(Stored data)
------------

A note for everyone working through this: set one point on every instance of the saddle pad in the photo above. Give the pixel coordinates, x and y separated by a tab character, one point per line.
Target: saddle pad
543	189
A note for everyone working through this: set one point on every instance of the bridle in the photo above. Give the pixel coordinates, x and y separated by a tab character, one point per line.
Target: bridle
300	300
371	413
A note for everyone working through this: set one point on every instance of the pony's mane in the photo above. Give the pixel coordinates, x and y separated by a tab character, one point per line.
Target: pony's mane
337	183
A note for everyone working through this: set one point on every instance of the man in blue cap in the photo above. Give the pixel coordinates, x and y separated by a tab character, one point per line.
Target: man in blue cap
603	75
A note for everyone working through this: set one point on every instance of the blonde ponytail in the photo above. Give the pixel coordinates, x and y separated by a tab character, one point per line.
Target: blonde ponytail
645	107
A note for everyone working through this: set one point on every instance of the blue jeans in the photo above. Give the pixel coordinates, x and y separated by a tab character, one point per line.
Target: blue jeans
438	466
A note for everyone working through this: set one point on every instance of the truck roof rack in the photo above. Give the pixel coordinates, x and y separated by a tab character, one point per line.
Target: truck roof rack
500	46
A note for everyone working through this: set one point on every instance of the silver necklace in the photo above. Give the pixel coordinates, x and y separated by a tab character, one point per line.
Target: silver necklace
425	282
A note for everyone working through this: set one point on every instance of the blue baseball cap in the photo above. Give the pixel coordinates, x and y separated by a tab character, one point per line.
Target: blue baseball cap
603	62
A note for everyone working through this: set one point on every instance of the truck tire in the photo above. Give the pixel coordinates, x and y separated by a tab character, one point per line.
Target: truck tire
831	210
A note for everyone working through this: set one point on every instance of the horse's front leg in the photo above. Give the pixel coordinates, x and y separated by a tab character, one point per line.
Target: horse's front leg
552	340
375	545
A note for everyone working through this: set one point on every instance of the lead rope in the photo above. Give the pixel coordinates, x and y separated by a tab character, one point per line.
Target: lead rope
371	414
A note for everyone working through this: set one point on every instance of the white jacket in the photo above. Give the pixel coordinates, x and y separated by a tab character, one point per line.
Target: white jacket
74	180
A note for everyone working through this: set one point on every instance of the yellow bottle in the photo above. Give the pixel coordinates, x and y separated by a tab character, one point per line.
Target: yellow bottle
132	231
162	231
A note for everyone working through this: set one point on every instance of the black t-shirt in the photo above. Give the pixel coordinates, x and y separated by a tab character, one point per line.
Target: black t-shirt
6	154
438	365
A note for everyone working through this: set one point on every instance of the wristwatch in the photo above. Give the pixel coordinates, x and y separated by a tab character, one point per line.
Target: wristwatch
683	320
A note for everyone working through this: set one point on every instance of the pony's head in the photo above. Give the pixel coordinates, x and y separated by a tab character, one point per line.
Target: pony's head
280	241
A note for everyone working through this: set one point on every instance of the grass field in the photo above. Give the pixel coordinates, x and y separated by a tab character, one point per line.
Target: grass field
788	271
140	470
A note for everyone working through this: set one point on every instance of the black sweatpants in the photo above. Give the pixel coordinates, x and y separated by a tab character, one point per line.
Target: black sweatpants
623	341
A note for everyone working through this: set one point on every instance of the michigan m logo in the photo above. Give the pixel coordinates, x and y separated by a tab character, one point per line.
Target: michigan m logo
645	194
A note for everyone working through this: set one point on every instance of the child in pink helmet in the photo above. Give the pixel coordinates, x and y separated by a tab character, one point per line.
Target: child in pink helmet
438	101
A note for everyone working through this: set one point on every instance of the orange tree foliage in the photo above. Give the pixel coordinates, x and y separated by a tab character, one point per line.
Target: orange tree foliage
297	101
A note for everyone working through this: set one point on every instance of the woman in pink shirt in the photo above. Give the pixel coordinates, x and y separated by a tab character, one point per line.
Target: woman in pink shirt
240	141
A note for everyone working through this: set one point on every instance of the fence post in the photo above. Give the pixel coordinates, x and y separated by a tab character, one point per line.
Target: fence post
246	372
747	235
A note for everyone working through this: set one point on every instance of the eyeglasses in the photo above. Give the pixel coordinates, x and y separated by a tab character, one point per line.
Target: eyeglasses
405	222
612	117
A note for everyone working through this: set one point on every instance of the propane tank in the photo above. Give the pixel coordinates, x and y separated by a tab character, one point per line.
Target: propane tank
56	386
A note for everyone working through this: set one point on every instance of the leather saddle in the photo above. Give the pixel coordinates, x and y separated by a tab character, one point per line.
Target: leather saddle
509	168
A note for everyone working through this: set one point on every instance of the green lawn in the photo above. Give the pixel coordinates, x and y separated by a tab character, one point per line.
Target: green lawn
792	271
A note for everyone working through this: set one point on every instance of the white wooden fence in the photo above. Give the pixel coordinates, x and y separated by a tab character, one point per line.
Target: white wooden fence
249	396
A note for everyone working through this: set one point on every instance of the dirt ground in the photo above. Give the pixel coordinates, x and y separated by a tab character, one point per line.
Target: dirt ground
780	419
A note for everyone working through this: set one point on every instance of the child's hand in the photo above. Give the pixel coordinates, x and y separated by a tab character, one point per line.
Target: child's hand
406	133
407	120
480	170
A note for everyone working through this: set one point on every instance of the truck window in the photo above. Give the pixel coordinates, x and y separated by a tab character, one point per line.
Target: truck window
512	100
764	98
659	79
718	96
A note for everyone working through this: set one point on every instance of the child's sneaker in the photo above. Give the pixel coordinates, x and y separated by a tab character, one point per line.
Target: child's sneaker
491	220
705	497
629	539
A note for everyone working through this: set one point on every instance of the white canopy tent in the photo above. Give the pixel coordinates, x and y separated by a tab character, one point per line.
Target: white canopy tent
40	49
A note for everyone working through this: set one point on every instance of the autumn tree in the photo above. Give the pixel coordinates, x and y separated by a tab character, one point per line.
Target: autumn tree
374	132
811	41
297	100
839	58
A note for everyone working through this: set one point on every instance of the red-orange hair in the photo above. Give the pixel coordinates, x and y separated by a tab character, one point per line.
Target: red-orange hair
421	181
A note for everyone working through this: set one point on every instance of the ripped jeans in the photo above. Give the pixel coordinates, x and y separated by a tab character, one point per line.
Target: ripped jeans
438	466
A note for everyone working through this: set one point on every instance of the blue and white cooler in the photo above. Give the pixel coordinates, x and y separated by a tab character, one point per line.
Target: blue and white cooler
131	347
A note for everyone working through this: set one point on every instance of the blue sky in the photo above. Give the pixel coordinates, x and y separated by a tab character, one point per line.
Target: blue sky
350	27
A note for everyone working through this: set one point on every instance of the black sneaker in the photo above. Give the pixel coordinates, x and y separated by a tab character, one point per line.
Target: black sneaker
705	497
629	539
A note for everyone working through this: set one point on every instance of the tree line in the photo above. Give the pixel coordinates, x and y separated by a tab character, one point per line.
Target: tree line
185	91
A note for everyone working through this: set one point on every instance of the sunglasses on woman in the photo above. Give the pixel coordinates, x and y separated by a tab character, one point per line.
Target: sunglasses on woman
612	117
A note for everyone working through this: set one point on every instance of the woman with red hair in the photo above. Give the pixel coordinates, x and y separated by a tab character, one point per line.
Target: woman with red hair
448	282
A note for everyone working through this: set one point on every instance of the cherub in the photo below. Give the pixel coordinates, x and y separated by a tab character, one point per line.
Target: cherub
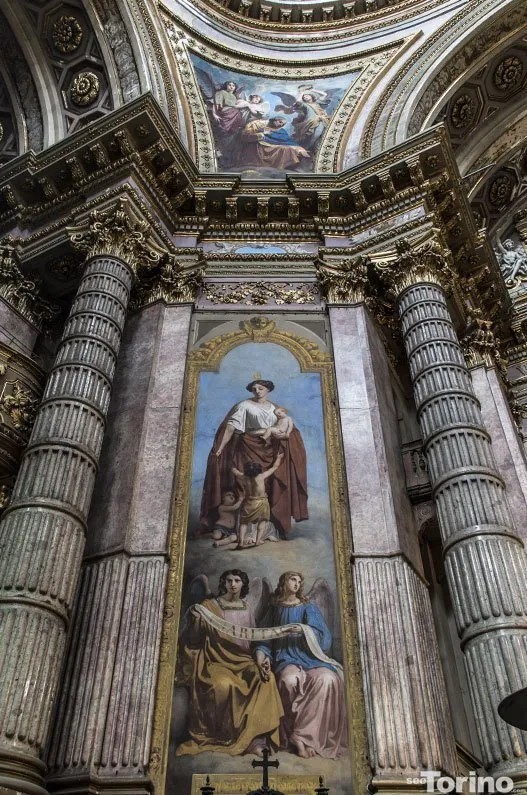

------------

PROMPT. Please print every record above exactly, but leave the pictures out.

ANSWER BOX.
A note for everyone working through this: set one point on every instance of the saddle pad in the photo above. Give the pixel coordinates, x and y separated by a tab character, one point per line.
Target: saddle pad
543	189
A note for everyone working through this: set one point on every instance of the bridle in the photo above. Give the pixel coordinates, x and y separated by a tab character, one point per line.
Target: bridle
300	300
371	413
A note for everyone working through this: set one point on every instance of the pony's mane in the photo above. Give the pixel coordinates, x and y separated by a tab character, one point per line.
Target: pony's mane
337	183
A note for everyone working through this: set one point on every instance of the man in blue cap in the photo above. Give the pixel coordinates, x and y separated by a tab character, one point per line.
Target: man in blue cap
603	75
A note for everyone working through this: set one point on every instance of the blonde ponytail in the photo above. Give the pixel coordinates, x and y separated by a tab character, one point per line.
Target: blonde ponytail
645	107
A note for everyone working through this: set one point on every instance of the blue jeans in the photo above. Give the pixel coordinates, x and y separated by a tab character, one point per line.
Target: blue jeans
438	466
A note for everyone working through this: set one point on every instance of the truck roof rack in the photo above. Give the pixel coordinates, x and y separated by a tab character, one point per line.
Target: truck roof rack
500	46
A note for everyone working through this: set one point on every instance of the silver necklace in the photo above. Give the pixel coordinates, x and y separated by a tab character, one point per line.
Target: silver necklace
425	282
A note for everyone working through this: set one point on every instance of the blue baseball cap in the photo above. Give the pixel coordinates, x and y separated by a tab character, one point per line.
Target: blue baseball cap
603	62
A note for everyone working through this: set one point on every instance of the truck tire in the photo above. Give the pixel coordinates, x and y separated by a tab character, one point per line.
Target: truck tire
831	210
A note for everyone working through this: set one point on every instance of the horse's front leg in the photo above. Give the pixel coordinates, x and y separated by a tab character, one point per line.
Target: horse's front leg
552	340
375	545
A note for everyone working through this: set one point on every instance of the lead rope in the photo above. Give the pixel coordinates, x and y separated by a tab character, one point per line.
Target: lead rope
371	414
A note for everyone working through this: set one point on every instance of the white jacket in the photo above. Give the pixel coordinates, x and y separated by a tab character, one point per line.
Target: white jacket
74	180
A note for everyone working through this: set one point on every instance of the yellow bottle in the photo above. Give the pixel coordinates, x and y separated by a tab character, one point per line.
Target: yellow bottle
132	231
162	231
A note for everyone working through this: set one point on every instance of the black t-shirt in the photo above. Give the pixel coordinates, x and y separated by a tab character, one point per line.
Target: black t-shirt
6	154
438	365
A note for everyone working through this: set one point on every instance of the wristwatch in the photo above. Give the pixel coordinates, x and y separated by a tab character, one point per line.
Target: wristwatch
683	320
A note for everyone working through this: set one point on every instance of the pony's head in the photo above. Give the pixel coordinates, x and y separated by a tab character, one point per line.
Target: pony's head
280	241
A note for everyone working through this: set one point on every instance of the grass field in the photo above. Give the pixel coordinates, x and y separated by a tab character, one point per line.
Target: grass field
788	271
140	470
A note for everyone working through this: set one point on every instance of the black sweatpants in the photo above. Give the pixel coordinates, x and y separated by a tab character, one point per line.
Target: black sweatpants
623	341
A note for everyone working through this: set one point on every instance of the michigan m logo in the photo above. Give the pixel coordinates, x and y separated by a tab character, one point per line.
Target: michigan m logo
645	194
A note for everyone working through this: set one point on every instance of the child in pink helmet in the photo above. Give the pixel coordinates, x and y separated by a tab character, one point per line.
Target: child in pink helmet
438	101
A note for everyone working through this: set one point on every instance of the orange tree foliage in the photo above. Give the pixel coordinates, x and y separated by a tab character, one point per line.
Target: orange tree foliage
297	101
A note for everyone working through this: set one point on every instance of the woman in pink shirt in the photo above. Give the pixel coordinates, x and y separated by a tab character, one point per line.
Target: woman in pink shirt
240	141
A note for everyone working through this: set one point on every instance of the fence post in the photo above. Give the pixel coordinates, x and y separated by a tab character, one point per line.
Target: fence post
246	372
747	235
A note for everyone working through this: set one point on every instance of the eyeglasses in the photo above. Give the pixel coordinates, x and y separated by a tab character, one point per line.
Target: eyeglasses
405	222
612	117
A note for everyone working through this: set one point on every instance of the propane tank in the photo above. Give the pixel coordinates, x and y separated by a tab character, one point per line.
Target: propane tank
56	386
A note for everyone working through this: set one point on every instance of the leather saddle in the photo above. Give the pixel coordinates, x and y separated by a tab character, one point per line.
Target: leather saddle
509	168
A note for everyone working through this: set one point on every instance of the green lawn in the photo above. Give the pixel coordinates, x and y separated by a tab character, one point per line.
Target: green lawn
792	271
A note for everyone working through this: set one point on every instance of the white wooden fence in the photo above. Give the pixel coordinates, x and y separated by a tab character, one point per line.
Target: white wooden fence
249	396
A note for everyone working through this: set one point on every instance of the dirt ground in the photo above. Give the pixel coordinates, x and y separated by a tab character, one point per line.
Target: dirt ground
780	419
A note for everyone working through this: set one point on every instance of the child's hand in the photo above. Give the pixel coordinates, x and y separated by a tab character, one point per line.
Target: child's hand
406	133
407	120
480	170
A note for everyone working through this: set one point on every instance of the truck window in the photo above. Give the pixel coordinates, x and y separated by a tab character, one point per line.
Target: truck window
512	100
764	98
659	79
718	96
A note for everyone working through this: set one point on every instance of the child's sneaker in the photo above. Give the pixel coordinates, x and y separated by a tab character, one point per line.
Target: child's sneaker
491	220
705	497
629	539
A note for everyone working through this: set one point on every instance of the white canopy tent in the photo above. Give the pixel coordinates, x and y separated by a tab character, one point per line.
Target: white canopy tent
40	49
A note for everyone working through this: set one point on every instance of the autumn tree in the photo above. Give the pixel coordinates, x and y separated by a tab character, one point per line.
Target: autumn tree
374	132
811	41
297	100
839	58
A note for everyone working through this: set one point on every instance of the red-orange hair in the photo above. Give the pixel coordinates, x and y separated by a tab character, one point per line.
Target: red-orange hair
421	181
A note for everyone working through this: set one point on every instance of the ripped jeans in the photo above. Give the pixel coordinates, x and y separated by a tab character, one point per line.
Target: ripped jeans
438	466
A note for everyone working through this: set one point on every instance of the blue and white cooler in the photo above. Give the pixel coordinates, x and y separated by a tab character, one point per line.
Target: blue and white cooler
131	347
A note for everyone working through this: set one point on every instance of the blue sky in the photo above. Give the pixel coordinates, x and y separated by a tab character, one point per line.
Target: blue sky
350	27
A note for everyone working through this: set one point on every instance of the black sneaker in the photo above. Give the pixel coordinates, x and y separated by a tab character, one point per line.
Target: black sneaker
705	497
629	539
A note for everyone working through this: set one point on every instance of the tree line in the photo above. Give the pixel coordinates, x and y separated by a tab character, one point per line.
Target: tree line
185	91
A note for everyone working through this: set one point on every instance of the sunglasses on woman in the photo above. Give the pixel coordinates, x and y separated by a tab character, one point per line.
Target: sunglasses on woman
612	117
A note for everyone working through this: set one point on every instance of the woman with red hair in the photo above. Give the pixel coordinates, x and y separated by a tab character, one point per line.
Target: woman with red hair
448	282
A note for everyone working through this: set one point on every instance of the cherub in the photo below. Give the pixel coordinates, x and y separated by a tab character, one point per line.
Target: cherub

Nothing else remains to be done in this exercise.